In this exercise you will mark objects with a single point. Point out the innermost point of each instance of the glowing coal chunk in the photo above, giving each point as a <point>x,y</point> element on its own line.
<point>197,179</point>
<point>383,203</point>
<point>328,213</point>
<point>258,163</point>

Opdracht >> Schrijf alsjeblieft het stuk vanaf het begin van de gegevens tot en met de regel met "<point>328,213</point>" letterlijk over.

Antwoord >>
In this exercise you will mark objects with a single point. Point out the innermost point of each instance of the glowing coal chunk in the photo above, giving each point as a <point>x,y</point> element on its own line.
<point>197,179</point>
<point>383,203</point>
<point>328,213</point>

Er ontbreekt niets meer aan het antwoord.